- [What the task asks]
In the thread below about Docker-managed volumes, what does zachmullen say can accomplish mounting the host /tmp inside the worker container?

*** Extracted text

Provide support for runtime creation of Docker-managed volumes #270

wphicks · 2018-01-31T15:53:13Z

It should be possible to create a Docker-managed volume (not a bind-mount) and use it in the context of a girder_worker instance running inside Docker that launches Docker tasks.

kotfic · 2018-01-31T15:54:55Z

This would resolve issues where the worker docker container needs to mount the host /"tmp" inside the container

zachmullen · 2018-01-31T15:56:05Z

@kotfic that can be accomplished with bind mounts. @wphicks could you describe your use case in more detail so we know what sort of API we'll need to expose?

cjh1 · 2018-01-31T16:07:58Z

@kotfic Not sure I understand the issues with the worker docker containers needing to mount the host "/tmp" ? The user doesn't have to do this? It just provides them with the ability to have a temporary directory shared between the host and container, this is a nice way to get results out of a container.

******
*** Data excerpts

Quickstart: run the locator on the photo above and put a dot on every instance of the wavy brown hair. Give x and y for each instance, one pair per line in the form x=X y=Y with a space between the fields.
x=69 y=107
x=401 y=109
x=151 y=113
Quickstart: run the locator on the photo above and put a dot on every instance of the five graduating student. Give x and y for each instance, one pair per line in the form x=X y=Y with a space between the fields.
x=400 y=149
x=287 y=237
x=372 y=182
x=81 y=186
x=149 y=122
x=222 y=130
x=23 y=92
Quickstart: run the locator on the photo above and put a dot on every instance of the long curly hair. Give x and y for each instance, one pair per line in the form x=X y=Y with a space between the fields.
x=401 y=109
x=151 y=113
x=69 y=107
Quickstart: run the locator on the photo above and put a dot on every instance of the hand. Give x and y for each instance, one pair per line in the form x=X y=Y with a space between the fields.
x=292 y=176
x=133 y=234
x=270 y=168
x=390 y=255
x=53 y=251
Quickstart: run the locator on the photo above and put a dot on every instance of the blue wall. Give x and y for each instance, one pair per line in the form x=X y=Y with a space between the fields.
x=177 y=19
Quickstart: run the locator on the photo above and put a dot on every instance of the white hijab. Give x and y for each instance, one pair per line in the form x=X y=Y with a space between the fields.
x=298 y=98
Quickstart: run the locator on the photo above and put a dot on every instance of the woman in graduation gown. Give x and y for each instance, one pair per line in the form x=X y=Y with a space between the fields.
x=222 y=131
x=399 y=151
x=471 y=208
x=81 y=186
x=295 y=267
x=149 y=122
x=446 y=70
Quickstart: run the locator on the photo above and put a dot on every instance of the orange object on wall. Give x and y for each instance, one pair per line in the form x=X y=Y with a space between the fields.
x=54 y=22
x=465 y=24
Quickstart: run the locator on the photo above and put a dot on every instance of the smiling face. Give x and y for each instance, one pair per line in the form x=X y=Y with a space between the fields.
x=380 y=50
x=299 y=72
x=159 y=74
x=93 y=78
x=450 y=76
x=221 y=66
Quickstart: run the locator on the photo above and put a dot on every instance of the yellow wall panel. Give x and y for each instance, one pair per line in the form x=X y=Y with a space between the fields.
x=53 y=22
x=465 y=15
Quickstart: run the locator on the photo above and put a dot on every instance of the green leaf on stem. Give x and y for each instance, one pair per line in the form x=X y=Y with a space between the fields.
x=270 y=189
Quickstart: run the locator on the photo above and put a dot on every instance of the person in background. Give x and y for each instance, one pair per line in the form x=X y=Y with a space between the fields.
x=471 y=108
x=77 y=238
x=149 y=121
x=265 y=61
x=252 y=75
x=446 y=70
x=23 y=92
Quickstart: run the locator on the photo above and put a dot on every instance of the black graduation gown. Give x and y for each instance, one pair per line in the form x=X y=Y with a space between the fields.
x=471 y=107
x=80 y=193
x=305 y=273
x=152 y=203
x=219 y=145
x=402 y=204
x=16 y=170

******

- [Exercise result]
Bind mounts.